• Directions for this task:
Copy out each line of the records below that contains the word "shirt".

• Information given:
__________

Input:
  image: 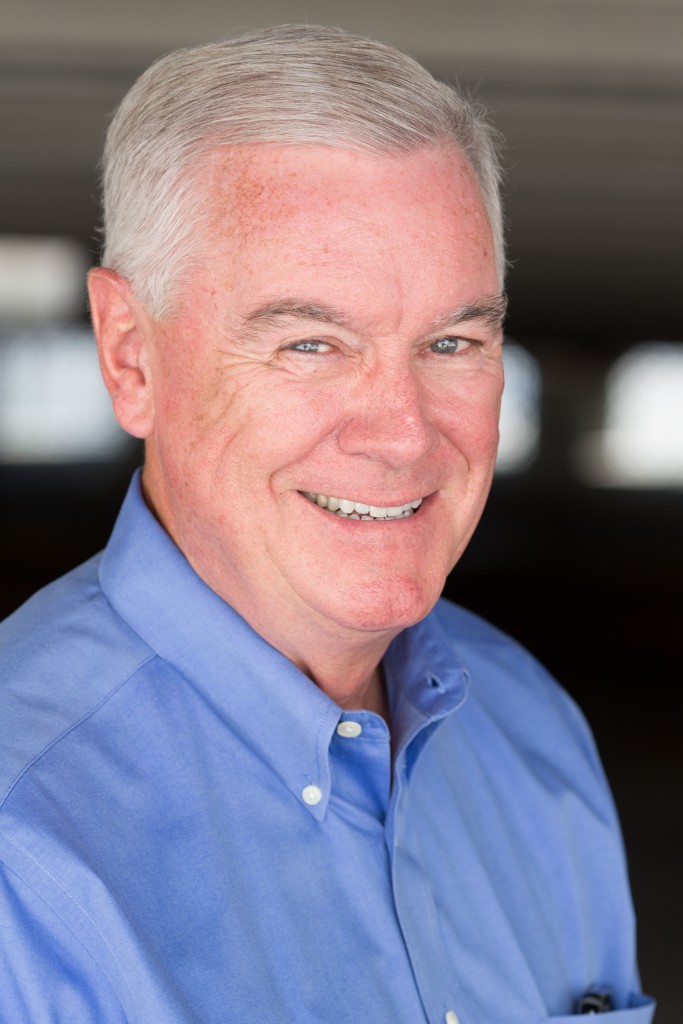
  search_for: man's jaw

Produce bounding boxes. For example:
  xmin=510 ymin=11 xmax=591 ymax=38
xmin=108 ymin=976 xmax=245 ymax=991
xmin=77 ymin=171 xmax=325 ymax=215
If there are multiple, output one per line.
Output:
xmin=299 ymin=490 xmax=423 ymax=522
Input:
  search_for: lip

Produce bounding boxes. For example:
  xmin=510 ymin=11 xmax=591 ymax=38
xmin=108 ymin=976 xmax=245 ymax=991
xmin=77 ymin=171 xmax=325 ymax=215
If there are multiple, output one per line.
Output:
xmin=297 ymin=490 xmax=436 ymax=526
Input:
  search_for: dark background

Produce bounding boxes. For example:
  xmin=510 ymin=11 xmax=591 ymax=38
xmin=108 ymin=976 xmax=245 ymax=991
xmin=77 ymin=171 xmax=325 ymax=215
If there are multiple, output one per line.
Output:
xmin=0 ymin=0 xmax=683 ymax=1024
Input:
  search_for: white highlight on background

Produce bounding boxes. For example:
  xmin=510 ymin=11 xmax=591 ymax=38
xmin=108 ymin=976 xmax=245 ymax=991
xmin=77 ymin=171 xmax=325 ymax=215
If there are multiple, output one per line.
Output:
xmin=496 ymin=341 xmax=542 ymax=473
xmin=0 ymin=234 xmax=87 ymax=324
xmin=600 ymin=342 xmax=683 ymax=487
xmin=0 ymin=326 xmax=129 ymax=463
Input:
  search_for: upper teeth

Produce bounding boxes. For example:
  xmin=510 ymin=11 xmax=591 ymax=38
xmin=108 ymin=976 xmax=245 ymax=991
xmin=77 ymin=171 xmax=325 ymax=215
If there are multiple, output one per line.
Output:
xmin=302 ymin=490 xmax=422 ymax=519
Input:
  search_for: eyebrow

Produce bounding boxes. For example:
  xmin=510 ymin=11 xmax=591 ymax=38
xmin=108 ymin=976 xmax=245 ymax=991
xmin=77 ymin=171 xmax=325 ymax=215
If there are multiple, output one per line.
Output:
xmin=244 ymin=294 xmax=508 ymax=335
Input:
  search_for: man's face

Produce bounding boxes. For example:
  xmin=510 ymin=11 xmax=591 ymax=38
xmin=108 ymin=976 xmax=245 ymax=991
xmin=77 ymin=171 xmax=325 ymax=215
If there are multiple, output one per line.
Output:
xmin=144 ymin=145 xmax=503 ymax=638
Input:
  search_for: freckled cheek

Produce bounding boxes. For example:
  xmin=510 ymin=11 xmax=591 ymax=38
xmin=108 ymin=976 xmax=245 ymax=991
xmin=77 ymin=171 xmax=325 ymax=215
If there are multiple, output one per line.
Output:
xmin=439 ymin=389 xmax=500 ymax=460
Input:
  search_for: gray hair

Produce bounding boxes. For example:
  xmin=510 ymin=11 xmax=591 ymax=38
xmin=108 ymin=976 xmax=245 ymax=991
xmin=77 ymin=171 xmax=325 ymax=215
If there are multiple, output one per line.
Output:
xmin=102 ymin=25 xmax=505 ymax=318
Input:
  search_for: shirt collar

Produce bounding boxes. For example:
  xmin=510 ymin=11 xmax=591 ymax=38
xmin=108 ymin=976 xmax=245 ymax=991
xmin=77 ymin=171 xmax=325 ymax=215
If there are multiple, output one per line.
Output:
xmin=99 ymin=472 xmax=467 ymax=820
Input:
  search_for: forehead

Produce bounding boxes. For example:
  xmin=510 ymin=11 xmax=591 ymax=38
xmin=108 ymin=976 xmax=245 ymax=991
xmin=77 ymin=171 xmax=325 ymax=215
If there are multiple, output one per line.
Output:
xmin=187 ymin=145 xmax=498 ymax=327
xmin=203 ymin=144 xmax=489 ymax=246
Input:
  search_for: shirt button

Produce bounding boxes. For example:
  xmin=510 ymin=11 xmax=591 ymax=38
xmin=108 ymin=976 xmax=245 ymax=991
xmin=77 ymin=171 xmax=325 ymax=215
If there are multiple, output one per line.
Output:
xmin=337 ymin=720 xmax=362 ymax=739
xmin=301 ymin=785 xmax=323 ymax=807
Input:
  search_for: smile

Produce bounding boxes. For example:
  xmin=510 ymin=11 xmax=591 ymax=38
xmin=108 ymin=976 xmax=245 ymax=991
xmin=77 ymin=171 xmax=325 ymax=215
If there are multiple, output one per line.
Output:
xmin=300 ymin=490 xmax=422 ymax=522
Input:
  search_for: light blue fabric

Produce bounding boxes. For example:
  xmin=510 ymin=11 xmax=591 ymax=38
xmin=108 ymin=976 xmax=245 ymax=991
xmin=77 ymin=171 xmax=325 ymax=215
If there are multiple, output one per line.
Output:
xmin=0 ymin=480 xmax=652 ymax=1024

__________

• Finished answer:
  search_for: shirt collar
  search_for: shirt button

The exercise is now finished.